# Objective
Please rewrite the data between the lines holding "I'm trying to locate the wall" and "[33,20,36,26]", inclusive, as a numbered list with any blank lines left out.

------

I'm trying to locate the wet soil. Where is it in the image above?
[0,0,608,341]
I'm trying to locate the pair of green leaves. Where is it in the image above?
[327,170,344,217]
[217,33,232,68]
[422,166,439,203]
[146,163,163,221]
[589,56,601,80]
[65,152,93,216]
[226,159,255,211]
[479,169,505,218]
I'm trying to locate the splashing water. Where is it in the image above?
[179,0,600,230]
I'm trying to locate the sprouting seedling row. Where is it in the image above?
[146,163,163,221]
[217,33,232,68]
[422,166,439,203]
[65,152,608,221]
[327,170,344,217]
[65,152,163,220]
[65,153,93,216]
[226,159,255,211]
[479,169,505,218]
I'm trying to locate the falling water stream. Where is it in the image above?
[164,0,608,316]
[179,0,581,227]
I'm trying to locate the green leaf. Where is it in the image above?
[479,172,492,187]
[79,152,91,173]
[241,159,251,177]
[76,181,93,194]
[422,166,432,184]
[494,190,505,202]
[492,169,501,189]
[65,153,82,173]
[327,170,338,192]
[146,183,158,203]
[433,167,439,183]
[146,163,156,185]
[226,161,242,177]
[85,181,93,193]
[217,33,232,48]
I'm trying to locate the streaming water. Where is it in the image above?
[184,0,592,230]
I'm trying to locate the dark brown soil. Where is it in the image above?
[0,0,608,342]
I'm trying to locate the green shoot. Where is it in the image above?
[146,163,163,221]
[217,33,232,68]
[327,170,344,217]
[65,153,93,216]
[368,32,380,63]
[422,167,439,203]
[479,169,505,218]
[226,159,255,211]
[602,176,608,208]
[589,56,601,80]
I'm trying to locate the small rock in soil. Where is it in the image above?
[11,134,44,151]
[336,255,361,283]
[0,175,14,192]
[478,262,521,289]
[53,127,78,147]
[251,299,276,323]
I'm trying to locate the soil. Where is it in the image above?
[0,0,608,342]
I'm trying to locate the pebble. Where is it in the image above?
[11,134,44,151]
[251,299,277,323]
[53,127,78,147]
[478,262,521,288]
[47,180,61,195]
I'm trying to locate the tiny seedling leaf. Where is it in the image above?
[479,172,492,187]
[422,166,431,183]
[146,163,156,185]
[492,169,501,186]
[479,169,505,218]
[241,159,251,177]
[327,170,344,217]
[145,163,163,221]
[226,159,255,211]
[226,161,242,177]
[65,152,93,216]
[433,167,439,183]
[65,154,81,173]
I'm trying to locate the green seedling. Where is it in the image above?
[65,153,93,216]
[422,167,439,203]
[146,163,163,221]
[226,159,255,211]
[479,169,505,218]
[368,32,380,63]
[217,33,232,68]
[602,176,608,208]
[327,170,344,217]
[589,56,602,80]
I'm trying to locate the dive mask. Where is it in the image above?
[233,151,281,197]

------

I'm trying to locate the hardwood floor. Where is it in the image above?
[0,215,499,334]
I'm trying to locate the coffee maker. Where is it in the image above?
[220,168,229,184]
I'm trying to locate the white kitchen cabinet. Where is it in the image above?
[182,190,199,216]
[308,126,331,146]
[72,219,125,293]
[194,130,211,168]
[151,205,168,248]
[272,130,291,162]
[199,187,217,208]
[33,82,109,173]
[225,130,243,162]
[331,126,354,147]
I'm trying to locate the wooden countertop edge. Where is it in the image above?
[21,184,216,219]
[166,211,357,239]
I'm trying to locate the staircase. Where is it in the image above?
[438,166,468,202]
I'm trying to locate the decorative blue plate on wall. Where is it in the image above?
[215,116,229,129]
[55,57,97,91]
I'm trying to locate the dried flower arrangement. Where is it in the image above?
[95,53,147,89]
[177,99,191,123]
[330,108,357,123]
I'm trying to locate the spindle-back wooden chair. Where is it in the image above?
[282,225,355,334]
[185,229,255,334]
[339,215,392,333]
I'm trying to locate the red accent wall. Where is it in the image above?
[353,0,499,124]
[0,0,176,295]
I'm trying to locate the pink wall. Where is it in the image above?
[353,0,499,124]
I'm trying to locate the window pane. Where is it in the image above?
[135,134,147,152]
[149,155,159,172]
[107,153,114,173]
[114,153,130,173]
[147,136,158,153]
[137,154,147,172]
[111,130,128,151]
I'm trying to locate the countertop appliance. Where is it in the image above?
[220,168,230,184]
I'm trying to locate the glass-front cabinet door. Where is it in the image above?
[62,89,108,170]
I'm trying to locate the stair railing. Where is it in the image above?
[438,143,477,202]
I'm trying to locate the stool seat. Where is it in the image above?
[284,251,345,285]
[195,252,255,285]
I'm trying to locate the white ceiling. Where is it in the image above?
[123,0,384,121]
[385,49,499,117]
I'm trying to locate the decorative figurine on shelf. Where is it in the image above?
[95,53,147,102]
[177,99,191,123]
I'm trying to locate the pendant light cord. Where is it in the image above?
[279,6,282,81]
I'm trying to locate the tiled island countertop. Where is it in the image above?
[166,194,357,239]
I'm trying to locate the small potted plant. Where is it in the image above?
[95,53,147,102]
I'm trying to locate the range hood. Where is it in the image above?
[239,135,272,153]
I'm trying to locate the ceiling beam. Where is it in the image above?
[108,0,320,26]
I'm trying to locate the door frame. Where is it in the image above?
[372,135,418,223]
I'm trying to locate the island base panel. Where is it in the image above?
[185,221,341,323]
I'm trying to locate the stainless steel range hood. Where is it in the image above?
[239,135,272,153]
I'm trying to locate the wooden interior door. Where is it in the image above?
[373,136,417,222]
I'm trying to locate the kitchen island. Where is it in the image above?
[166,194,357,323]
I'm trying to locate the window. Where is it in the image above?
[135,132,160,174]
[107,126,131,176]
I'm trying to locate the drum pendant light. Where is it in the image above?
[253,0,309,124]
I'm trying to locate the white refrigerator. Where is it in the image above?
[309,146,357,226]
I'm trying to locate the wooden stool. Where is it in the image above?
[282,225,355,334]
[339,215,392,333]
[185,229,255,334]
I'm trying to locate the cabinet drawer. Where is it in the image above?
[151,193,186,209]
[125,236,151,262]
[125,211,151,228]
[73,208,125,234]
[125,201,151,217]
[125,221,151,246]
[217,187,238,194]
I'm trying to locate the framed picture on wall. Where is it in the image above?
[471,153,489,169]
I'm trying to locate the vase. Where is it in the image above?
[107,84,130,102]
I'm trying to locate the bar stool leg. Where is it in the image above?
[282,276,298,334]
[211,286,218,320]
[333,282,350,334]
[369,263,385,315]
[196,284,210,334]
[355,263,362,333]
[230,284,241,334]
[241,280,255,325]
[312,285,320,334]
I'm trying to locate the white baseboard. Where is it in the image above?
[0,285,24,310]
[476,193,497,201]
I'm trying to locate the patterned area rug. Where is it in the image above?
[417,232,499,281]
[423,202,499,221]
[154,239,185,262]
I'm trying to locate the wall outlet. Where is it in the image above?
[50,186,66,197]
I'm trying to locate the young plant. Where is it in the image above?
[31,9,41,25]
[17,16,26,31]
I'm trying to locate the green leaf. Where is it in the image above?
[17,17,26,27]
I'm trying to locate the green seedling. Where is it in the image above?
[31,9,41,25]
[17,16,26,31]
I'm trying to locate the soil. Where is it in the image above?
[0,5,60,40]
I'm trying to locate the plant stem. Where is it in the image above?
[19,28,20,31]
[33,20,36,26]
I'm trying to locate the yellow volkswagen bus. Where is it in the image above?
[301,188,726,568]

------

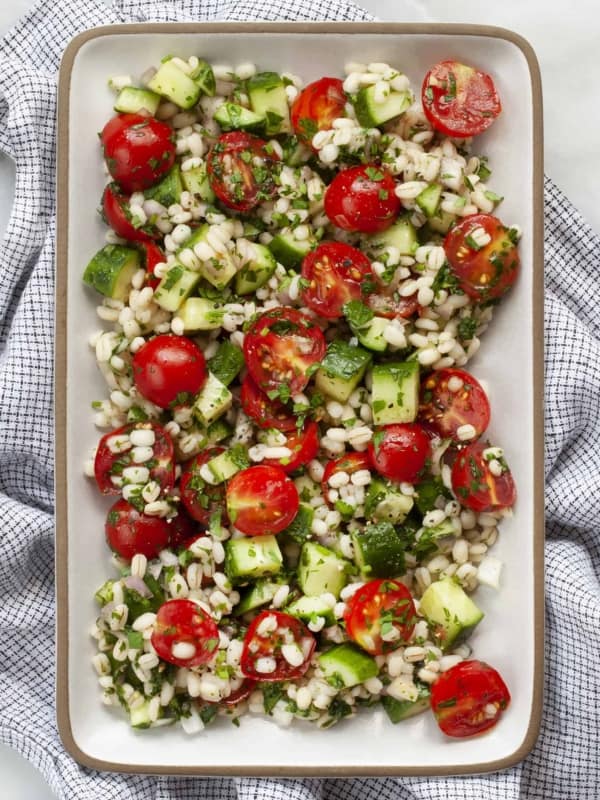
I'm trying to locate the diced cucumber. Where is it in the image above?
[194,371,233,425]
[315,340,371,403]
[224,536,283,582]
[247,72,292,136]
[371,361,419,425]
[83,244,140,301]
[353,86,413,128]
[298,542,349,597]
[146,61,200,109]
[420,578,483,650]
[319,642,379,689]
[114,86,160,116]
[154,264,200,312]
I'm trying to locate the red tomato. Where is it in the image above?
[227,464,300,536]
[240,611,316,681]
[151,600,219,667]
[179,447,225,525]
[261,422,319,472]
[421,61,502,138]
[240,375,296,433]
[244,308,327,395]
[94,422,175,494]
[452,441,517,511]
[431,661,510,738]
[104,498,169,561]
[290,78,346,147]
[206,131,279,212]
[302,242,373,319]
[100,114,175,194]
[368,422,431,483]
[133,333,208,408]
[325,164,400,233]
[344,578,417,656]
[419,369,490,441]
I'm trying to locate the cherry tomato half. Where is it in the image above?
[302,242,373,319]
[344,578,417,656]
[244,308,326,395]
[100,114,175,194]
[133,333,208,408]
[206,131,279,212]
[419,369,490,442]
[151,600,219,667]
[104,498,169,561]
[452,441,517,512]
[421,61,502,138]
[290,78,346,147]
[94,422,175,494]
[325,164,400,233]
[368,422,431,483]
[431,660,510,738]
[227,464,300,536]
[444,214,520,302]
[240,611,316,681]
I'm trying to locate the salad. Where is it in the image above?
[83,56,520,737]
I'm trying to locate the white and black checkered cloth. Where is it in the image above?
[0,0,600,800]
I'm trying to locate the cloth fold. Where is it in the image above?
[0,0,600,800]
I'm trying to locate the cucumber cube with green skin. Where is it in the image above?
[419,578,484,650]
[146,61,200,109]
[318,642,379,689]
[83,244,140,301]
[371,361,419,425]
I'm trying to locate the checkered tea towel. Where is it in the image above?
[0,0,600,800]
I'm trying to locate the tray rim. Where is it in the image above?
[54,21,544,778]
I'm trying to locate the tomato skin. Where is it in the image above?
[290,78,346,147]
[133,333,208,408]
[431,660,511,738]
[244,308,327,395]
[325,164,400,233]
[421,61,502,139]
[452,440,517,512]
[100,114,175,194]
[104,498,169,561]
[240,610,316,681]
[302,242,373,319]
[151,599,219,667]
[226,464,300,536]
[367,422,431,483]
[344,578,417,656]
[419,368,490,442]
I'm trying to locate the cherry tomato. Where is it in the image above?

------

# Reply
1. I'm trying to locate the wall outlet. Where is it in the image above?
2. [50,186,66,197]
3. I'm trying to locate the young plant. Where is it in the image above?
4. [31,9,41,25]
5. [17,16,26,31]
6. I'm trying to locate the green leaf. Where is it in the image above?
7. [17,17,26,27]
8. I'm trying to locate the green seedling. Where is it in the image above?
9. [31,9,41,25]
10. [17,16,26,31]
11. I'm trying to locate the soil. Where is it in the image above?
12. [0,5,60,40]
13. I'm trying to locate the plant stem. Where is it in the image above?
14. [19,28,20,31]
15. [33,20,36,26]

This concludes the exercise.